◆ WHAT NEEDS TO BE DONE: A faithful, word-for-word copy of the data below is required, without pictures.

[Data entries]

--- START ---

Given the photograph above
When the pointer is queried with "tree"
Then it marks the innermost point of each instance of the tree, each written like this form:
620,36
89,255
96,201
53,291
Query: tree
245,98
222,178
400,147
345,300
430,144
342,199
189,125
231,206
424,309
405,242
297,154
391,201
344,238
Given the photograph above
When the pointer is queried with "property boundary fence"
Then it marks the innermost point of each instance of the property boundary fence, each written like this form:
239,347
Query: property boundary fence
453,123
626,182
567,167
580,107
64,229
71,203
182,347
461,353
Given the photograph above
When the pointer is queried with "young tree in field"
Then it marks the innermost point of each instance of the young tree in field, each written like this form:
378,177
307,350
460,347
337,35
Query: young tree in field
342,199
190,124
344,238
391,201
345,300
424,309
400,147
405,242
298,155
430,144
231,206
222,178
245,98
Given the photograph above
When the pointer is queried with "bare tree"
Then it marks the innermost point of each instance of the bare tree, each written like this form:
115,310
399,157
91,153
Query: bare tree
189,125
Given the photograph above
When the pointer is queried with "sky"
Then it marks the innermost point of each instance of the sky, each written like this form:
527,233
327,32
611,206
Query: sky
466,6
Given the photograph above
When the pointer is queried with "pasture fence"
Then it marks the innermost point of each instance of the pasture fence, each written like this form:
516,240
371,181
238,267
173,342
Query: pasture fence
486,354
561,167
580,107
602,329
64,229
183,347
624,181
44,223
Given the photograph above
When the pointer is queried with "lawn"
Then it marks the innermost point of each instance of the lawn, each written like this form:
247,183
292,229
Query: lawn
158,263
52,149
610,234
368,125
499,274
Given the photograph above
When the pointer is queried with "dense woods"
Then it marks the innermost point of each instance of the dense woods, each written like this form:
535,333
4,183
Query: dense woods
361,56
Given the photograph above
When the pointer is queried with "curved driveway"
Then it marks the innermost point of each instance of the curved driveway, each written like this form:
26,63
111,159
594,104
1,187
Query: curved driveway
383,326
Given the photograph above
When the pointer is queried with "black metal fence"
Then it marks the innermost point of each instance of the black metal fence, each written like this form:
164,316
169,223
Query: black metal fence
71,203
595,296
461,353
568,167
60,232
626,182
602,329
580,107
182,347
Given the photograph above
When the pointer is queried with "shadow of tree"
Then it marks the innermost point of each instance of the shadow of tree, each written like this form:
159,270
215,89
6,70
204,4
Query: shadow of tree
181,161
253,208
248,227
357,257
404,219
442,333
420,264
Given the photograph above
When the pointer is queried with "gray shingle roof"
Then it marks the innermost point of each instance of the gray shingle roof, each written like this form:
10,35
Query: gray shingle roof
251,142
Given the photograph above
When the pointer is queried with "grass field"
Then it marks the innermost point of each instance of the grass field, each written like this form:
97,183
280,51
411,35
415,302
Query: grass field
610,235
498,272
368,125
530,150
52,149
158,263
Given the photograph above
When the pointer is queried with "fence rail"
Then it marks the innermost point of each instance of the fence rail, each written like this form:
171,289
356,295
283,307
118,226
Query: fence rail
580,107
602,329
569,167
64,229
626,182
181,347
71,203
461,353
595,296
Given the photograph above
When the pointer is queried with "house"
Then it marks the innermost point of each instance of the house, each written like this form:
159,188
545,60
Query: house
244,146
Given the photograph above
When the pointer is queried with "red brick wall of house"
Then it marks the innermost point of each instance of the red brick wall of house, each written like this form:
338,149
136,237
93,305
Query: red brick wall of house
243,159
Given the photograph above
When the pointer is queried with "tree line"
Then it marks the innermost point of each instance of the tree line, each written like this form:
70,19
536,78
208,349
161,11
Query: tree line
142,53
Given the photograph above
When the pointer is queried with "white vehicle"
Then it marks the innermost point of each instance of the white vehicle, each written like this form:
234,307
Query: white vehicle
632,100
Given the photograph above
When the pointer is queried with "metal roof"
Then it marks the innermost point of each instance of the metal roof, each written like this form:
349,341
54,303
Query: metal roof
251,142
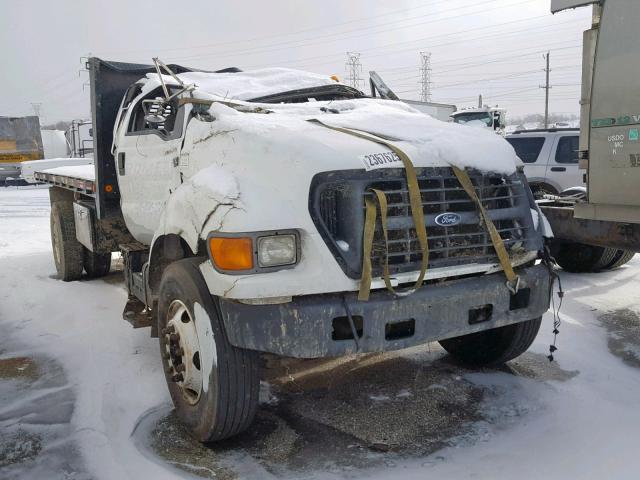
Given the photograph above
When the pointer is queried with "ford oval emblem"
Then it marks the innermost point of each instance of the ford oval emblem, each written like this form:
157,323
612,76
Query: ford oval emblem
448,219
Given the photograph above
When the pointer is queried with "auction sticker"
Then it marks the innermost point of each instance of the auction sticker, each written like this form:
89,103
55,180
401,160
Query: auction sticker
374,161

--- END ---

◆ SOLUTION TO THIS PROBLEM:
Given the photograph above
When the pointer is queried with "tree"
Then it marks the innermost point of each instance of the tree, each written like this form:
620,36
89,255
96,201
53,291
Query: tree
245,98
222,178
400,147
345,300
430,144
342,199
189,125
231,206
424,309
405,242
297,154
391,201
344,238
Given the photograph above
When the pointer is queried with "property boundary fence"
Then it marks the innermost point of each instance of the property boundary fence, each written like this form:
239,347
Query: property boundary fence
453,123
626,182
567,167
580,107
64,229
71,203
182,347
461,353
Given the photograph above
When the pointer is queried with "young tree in field"
Then it marks the innermost point of each instance of the young tree in field, each written like this form:
378,177
307,350
460,347
337,35
Query: young tree in field
342,199
190,124
344,238
391,201
345,300
424,309
400,147
405,242
298,155
430,144
231,206
222,178
245,98
Given the photograph above
When the pointer is queried with "bare tree"
Then it marks the innermost point of each instance of the bare tree, each written like this form:
115,310
399,157
91,153
Query: bare tree
189,125
Given the photograph above
When the pointer is queried with "sky"
Then it marks the innermost point of each instance of the sky, each written like this form:
527,233
327,32
611,206
Query: sky
466,6
Given the photograph above
When the pointer is queried with "pasture fence"
Then it marks the innermost point of each instance of the pasture fence, each written like this form:
516,240
371,181
238,267
173,342
Query: pasture fence
486,354
561,167
580,107
602,329
64,229
183,347
624,181
44,223
Given the photograph above
When the pointer is queried with "lawn"
Then it marks the innermost point of each instance of the lawn, each written like this form:
247,183
292,229
Query: lawn
158,263
52,149
610,234
368,125
499,274
Given the photograph above
When the pointer is queried with "dense woods"
Then it marks the innermost point of each instance of the dense woods, each written like this form:
535,333
4,183
Query: dense woods
361,56
Given the photograph above
When the pointer is queried with "curved driveway"
Then it marks the innermost point of each instance of the curved driveway, each written like this form:
26,63
111,159
594,104
1,187
Query: curved driveway
383,326
Given the photograph above
When the pointer is queried with "black metal fence"
Then it marks the innermost point of each instance of the black metal fence, each written like this form:
164,316
169,223
Query: black metal fence
71,203
595,296
461,353
568,167
60,232
626,182
602,329
580,107
182,347
Given the photograph above
When the pointer is queried with "shadow of tree"
Then it marks the innermost point of each instance of the shadow of tree, each written like this form:
159,270
215,89
6,70
204,4
Query: shadow of tree
181,161
253,208
248,227
357,257
404,219
442,333
420,264
Given the photograph above
When the pointer is queried with "gray shingle roof"
Then it marks the innermost point of each instance of the gray shingle roof, each written like this form:
10,35
Query: gray shingle roof
251,142
Given the photograph above
When the pointer is queried with "grass field"
Then it marks the innermost point of each instance of the grass field, each written like this form:
97,183
280,51
411,35
415,302
Query: grass field
610,235
498,272
368,125
530,150
52,149
158,263
Given the photograph above
When the pointer is queried with "fence rail"
Then it marks the innermost point of each instance of the fence rail, each written like this form:
171,289
356,295
283,307
118,226
Query: fence rail
580,107
602,329
569,167
64,229
626,182
181,347
71,203
461,353
595,296
Given the photograph above
When the pointer is queried with "house"
Then it marks the innermost point of each instance of the house, each written like this form:
159,188
545,60
Query: house
244,146
Given the photograph above
When the pointer is queried with "red brick wall of house"
Then it marks the innermost point of each instance of the red brick wall of house, each written like this form:
338,149
136,237
93,305
Query: red brick wall of house
243,159
Given the photograph above
When the pointer is queried with "tree line"
Then it marks the innermost point of each instance of the tree line, each written like this form:
70,19
536,78
208,349
161,11
Query: tree line
142,53
Given the photograph above
When the pointer is queried with "white vehicle"
Then it marks the innermost point of each instance of the white vehicle, each written like this form:
234,307
Query: white vehicle
632,100
Given the photograph above
When the pointer is queried with "metal roof"
Then it marks the innermost point of each instance of the metal roof, each written like this form:
349,341
54,303
Query: metal roof
251,142
Given the photograph above
When the pointer is queried with "ford oval emblem"
Then it marks the innermost point of each instance of the ford oval emblem, each written like this form:
157,323
612,76
Query: ford oval emblem
448,219
Given the photograph above
When the pointer is queried with "auction sticker"
Then it marks the innermost point of each instance of the auction sticker, each written like this form:
89,103
55,180
401,160
Query: auction sticker
374,161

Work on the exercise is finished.